> _PROBLEM_
Can you rewrite every line of the records below, "Target:" lines included, adding 109 to both numbers in each coordinate pair?

----

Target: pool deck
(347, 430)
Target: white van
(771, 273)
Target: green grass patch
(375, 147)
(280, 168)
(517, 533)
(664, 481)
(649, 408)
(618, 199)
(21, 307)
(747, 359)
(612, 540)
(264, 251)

----

> _TASK RESPONSE_
Target: pool deck
(456, 539)
Target: white van
(880, 382)
Target: green grass patch
(484, 256)
(389, 277)
(626, 642)
(773, 590)
(758, 517)
(727, 308)
(130, 416)
(856, 468)
(721, 649)
(373, 360)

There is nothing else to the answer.